### Kutipan Teks
════

KPAI GELAR RAKOR DENGAN KEMENPPPA DAN LPSK MEMBAHAS RANCANGAN KERJA SAMA PEMENUHAN HAK RESTITUSI ANAK KORBAN TPPO

DOK : HUMAS KPAI

Jakarta, kpai.go.id – Komisi Perlindungan Anak Indonesia (KPAI) menggelar rapat koordinasi tindak lanjut rencana MoU dan PKS Pemenuhan Hak Restitusi Anak Korban TPPO bersama Kementerian Pemberdayaan Perempuan dan Perlindungan Anak (KPPPA) dan Lembaga Perlindungan Saksi dan Korban (LPSK). Dasar diselenggarakannya rapat koordinasi tersebut guna merespon surat dari KPPPA tentang rencana kerjasama 3 pihak.

“Rancangan kerja sama ini guna untuk meningkatkan efektivitas penyelenggaraan perlindungan anak, perspektif perlindungan anak APH dalam proses hukum anak korban TPPO, serta percepatan koordinasi, sinergi, dan implementasi layanan maupun restitusi,” ucap Ai Maryati Solihah selaku Anggota KPAI.

Dalam sambutannya, Ai Maryati menjelaskan bahwa dalam rentang waktu tahun 2011 – 2022 telah tecatat ada 2.710 kasus, banyaknya kasus yang terjadi berdasarkan data dinamika kasus anak korban TPPO dan eksploitasi yang meliputi anak korban penculikan, penjualan, dan perdagangan, serta anak korban eksploitasi ekonomi dan seksual. Pada rentang waktu tersebut, ada 2 kasus kasus besar yang menjadi permasalahan yaitu; (1) Belum adanya putusan pengadilan terhadap permohonan restitusi 7 dari 17 anak asal Jawa Barat korban TPPO di Maumere, serta (2) Tuntutan restitusi 4 dari 30  anak asal Jambi yang menjadi korban TPPO dan kekerasan di Jakarta yang masih di advokasi.

════

### Bagian Data
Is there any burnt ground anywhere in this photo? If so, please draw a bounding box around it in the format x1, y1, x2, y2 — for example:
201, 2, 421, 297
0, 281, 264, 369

════

### Tugas Wajib
Tuliskan kembali seluruh kutipan tentang rapat koordinasi KPAI mengenai hak restitusi anak korban TPPO tanpa mengubah apa pun. Gunakan hanya kutipan teks, bukan baris-baris data.

### Jawaban Tugas
KPAI GELAR RAKOR DENGAN KEMENPPPA DAN LPSK MEMBAHAS RANCANGAN KERJA SAMA PEMENUHAN HAK RESTITUSI ANAK KORBAN TPPO

DOK : HUMAS KPAI

Jakarta, kpai.go.id – Komisi Perlindungan Anak Indonesia (KPAI) menggelar rapat koordinasi tindak lanjut rencana MoU dan PKS Pemenuhan Hak Restitusi Anak Korban TPPO bersama Kementerian Pemberdayaan Perempuan dan Perlindungan Anak (KPPPA) dan Lembaga Perlindungan Saksi dan Korban (LPSK). Dasar diselenggarakannya rapat koordinasi tersebut guna merespon surat dari KPPPA tentang rencana kerjasama 3 pihak.

“Rancangan kerja sama ini guna untuk meningkatkan efektivitas penyelenggaraan perlindungan anak, perspektif perlindungan anak APH dalam proses hukum anak korban TPPO, serta percepatan koordinasi, sinergi, dan implementasi layanan maupun restitusi,” ucap Ai Maryati Solihah selaku Anggota KPAI.

Dalam sambutannya, Ai Maryati menjelaskan bahwa dalam rentang waktu tahun 2011 – 2022 telah tecatat ada 2.710 kasus, banyaknya kasus yang terjadi berdasarkan data dinamika kasus anak korban TPPO dan eksploitasi yang meliputi anak korban penculikan, penjualan, dan perdagangan, serta anak korban eksploitasi ekonomi dan seksual. Pada rentang waktu tersebut, ada 2 kasus kasus besar yang menjadi permasalahan yaitu; (1) Belum adanya putusan pengadilan terhadap permohonan restitusi 7 dari 17 anak asal Jawa Barat korban TPPO di Maumere, serta (2) Tuntutan restitusi 4 dari 30  anak asal Jambi yang menjadi korban TPPO dan kekerasan di Jakarta yang masih di advokasi.